*Description of the task*
Pick out every line in the items below that contains the word "stone" and copy each one. Case counts.

* start *

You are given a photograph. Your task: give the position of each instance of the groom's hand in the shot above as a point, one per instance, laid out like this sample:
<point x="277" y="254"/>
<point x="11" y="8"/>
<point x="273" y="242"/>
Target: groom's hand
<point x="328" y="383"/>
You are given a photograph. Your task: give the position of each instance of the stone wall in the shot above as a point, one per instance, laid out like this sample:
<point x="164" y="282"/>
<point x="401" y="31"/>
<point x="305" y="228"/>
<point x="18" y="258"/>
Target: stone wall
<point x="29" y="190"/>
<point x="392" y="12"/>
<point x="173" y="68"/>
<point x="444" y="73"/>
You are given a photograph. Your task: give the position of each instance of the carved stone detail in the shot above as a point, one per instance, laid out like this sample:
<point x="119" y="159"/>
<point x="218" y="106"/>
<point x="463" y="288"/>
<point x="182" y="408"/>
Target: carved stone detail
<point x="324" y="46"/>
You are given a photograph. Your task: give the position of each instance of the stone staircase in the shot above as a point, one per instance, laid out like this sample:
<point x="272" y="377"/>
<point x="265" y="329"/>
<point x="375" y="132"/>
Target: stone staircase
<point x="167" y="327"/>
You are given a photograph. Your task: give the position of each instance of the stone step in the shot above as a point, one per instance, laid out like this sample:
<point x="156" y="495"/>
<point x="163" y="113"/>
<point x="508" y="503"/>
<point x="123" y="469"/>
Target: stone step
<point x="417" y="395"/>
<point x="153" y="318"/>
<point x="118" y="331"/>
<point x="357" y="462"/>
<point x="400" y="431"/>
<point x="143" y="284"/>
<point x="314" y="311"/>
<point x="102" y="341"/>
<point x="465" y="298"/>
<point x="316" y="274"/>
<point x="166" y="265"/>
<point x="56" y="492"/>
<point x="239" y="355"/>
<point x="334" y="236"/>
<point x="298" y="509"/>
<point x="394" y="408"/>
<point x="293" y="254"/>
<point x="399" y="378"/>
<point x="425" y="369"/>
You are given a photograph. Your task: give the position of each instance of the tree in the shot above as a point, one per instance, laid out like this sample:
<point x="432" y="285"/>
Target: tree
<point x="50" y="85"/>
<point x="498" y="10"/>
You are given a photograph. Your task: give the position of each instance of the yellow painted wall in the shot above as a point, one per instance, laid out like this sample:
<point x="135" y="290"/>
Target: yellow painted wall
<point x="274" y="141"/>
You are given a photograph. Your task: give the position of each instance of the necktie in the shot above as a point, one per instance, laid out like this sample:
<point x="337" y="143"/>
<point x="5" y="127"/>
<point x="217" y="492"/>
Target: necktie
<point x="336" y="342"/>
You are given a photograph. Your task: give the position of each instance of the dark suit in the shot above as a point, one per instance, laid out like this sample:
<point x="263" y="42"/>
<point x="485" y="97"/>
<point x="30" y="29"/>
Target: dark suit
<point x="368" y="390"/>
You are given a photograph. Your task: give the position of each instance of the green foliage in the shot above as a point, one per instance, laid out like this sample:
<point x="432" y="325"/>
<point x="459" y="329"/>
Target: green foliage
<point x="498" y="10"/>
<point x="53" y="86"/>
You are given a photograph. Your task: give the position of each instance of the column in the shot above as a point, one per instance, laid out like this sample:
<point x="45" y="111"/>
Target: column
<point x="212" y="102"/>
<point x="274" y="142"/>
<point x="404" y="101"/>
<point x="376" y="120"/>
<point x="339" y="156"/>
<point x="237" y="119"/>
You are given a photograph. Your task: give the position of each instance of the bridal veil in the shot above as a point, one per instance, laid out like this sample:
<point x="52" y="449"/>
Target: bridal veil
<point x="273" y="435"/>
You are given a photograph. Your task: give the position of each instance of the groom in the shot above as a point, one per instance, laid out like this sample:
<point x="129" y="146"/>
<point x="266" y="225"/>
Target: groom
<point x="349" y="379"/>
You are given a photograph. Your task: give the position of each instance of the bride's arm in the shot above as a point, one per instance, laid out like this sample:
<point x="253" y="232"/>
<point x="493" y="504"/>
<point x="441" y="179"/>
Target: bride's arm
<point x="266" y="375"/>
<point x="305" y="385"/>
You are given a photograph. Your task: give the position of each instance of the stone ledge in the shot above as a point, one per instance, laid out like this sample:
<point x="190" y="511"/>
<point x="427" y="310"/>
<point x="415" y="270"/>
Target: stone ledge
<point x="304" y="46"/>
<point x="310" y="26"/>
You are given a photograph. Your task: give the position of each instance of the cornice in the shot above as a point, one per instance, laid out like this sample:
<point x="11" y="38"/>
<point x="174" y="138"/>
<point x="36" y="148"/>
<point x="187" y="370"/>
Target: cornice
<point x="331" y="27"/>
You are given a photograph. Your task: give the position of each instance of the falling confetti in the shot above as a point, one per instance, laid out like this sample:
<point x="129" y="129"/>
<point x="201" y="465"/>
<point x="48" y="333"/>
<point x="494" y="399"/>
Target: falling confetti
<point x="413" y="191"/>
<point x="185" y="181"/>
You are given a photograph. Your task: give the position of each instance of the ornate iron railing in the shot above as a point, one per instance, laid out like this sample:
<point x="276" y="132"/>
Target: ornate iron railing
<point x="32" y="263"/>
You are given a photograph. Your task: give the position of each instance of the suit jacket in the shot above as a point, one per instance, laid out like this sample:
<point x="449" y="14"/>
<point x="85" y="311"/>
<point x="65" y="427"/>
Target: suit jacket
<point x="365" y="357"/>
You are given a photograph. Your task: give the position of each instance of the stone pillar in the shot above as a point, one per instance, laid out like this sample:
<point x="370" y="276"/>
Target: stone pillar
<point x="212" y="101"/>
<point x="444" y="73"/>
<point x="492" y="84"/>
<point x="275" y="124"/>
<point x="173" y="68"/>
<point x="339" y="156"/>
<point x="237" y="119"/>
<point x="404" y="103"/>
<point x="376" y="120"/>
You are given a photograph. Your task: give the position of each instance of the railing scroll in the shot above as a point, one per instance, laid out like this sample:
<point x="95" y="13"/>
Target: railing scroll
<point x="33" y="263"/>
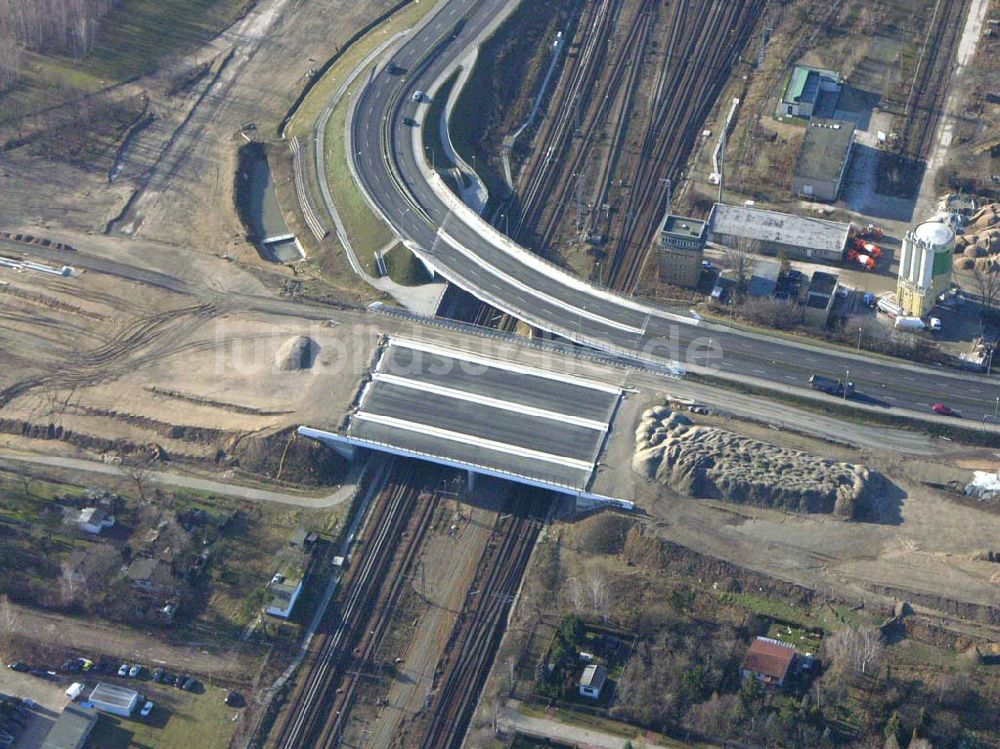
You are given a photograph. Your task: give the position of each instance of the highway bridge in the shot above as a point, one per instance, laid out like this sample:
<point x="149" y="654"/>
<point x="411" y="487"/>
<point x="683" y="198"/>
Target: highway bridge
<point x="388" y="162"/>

* end *
* start *

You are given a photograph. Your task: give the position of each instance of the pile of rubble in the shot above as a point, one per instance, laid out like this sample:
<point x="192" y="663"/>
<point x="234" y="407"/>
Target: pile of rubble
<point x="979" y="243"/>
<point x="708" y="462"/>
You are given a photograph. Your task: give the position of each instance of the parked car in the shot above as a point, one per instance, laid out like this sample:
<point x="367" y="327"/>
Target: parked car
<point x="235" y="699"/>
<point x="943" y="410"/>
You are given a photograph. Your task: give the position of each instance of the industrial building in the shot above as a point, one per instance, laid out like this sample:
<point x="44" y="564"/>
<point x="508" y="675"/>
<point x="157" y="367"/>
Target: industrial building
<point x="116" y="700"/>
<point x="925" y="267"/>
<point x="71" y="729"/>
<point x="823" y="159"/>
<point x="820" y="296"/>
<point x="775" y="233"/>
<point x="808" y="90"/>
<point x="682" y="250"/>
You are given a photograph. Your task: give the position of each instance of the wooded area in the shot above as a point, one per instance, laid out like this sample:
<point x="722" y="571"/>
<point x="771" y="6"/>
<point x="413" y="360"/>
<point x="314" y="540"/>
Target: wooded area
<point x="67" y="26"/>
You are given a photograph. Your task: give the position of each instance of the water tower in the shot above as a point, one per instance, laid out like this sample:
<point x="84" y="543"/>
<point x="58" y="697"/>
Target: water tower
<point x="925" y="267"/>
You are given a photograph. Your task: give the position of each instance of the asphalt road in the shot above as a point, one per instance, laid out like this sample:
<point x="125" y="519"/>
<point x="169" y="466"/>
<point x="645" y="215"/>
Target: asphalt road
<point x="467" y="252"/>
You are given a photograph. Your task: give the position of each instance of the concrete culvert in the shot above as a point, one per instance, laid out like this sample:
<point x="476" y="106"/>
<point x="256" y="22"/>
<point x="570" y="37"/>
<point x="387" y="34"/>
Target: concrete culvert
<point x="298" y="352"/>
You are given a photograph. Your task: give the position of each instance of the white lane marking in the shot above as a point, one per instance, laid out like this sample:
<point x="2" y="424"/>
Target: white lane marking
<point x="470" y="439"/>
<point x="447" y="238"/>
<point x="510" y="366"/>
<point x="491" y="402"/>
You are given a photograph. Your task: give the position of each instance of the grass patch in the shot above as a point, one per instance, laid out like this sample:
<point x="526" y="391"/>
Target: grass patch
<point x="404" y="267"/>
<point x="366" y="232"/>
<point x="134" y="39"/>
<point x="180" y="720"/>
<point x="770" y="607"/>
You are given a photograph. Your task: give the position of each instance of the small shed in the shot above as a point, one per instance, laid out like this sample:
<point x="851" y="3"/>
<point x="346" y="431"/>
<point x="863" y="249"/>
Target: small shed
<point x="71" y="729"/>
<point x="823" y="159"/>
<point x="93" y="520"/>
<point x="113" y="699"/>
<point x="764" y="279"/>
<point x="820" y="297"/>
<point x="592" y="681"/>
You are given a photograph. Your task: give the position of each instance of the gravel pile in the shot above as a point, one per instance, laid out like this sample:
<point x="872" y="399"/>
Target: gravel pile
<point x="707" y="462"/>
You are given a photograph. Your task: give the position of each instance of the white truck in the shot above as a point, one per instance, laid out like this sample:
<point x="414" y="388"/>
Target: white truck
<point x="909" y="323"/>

* end *
* start *

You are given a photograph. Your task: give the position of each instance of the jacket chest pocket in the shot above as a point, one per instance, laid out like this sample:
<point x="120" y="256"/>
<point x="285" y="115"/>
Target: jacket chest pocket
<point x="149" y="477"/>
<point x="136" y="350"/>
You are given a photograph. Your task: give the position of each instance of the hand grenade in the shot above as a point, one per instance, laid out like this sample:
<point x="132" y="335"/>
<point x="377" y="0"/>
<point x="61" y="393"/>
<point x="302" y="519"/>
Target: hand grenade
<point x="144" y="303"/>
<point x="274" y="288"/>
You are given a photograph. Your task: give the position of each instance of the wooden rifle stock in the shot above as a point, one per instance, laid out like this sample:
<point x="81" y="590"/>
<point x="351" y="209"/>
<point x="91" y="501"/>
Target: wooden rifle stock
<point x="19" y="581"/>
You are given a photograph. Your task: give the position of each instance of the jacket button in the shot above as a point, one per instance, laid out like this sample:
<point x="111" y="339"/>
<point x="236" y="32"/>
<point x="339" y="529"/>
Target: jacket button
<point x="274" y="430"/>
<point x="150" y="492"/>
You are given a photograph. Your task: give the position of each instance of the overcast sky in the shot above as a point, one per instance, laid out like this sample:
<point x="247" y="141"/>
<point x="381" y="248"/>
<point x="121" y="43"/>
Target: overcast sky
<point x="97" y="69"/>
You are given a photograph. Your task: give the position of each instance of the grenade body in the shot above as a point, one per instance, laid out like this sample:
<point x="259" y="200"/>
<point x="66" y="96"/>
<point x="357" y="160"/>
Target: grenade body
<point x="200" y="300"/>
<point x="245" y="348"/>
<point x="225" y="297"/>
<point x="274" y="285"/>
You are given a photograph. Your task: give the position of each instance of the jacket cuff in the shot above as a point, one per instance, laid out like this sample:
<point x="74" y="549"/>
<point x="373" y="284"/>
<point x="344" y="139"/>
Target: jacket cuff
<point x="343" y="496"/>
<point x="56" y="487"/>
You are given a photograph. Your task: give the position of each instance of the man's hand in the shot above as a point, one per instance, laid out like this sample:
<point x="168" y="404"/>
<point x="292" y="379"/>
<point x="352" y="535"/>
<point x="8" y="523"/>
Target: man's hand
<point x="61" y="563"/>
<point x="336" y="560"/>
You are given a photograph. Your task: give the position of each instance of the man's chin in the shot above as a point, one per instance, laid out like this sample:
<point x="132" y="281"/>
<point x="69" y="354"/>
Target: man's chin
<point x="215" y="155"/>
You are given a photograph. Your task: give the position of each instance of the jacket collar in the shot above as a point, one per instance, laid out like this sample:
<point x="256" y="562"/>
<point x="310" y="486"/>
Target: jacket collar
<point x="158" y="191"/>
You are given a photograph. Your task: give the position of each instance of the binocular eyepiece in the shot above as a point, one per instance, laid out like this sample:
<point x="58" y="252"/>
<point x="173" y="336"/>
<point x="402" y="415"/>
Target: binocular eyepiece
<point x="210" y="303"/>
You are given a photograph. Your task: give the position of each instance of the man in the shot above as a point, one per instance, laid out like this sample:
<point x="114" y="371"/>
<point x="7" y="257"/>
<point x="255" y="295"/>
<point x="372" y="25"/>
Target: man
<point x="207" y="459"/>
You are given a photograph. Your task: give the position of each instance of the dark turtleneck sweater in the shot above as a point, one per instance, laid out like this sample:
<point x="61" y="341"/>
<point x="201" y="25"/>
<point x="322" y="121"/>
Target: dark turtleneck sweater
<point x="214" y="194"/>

* end *

*Task result*
You are given a photograph. Your task: give the position of each instance of the stone wall in the shot above as a point, one per instance, laid out like this sample:
Target: stone wall
You are given a photograph. Your task: give the position of each instance of the carved stone detail in the shot above as a point, one per instance, laid out like this sample:
Target: carved stone detail
You are given a photograph. Your task: give the position of each instance of the stone staircase in the shot above as a point, one per instance, laid out like this sample:
Target: stone staircase
You are given a photograph. Your task: give the position of each instance of the stone step in the shot above as a point, one per instance, laid out like this sample:
Target: stone step
You are given a photograph. Your task: give the position of each instance of the stone ledge in the shot above as a point, one per instance, laid out like this sample:
Target: stone ledge
You are given a photograph. Your task: give the position of each instance of the stone pillar in the shot above as a point, one per instance, laid out like this sample:
Target: stone pillar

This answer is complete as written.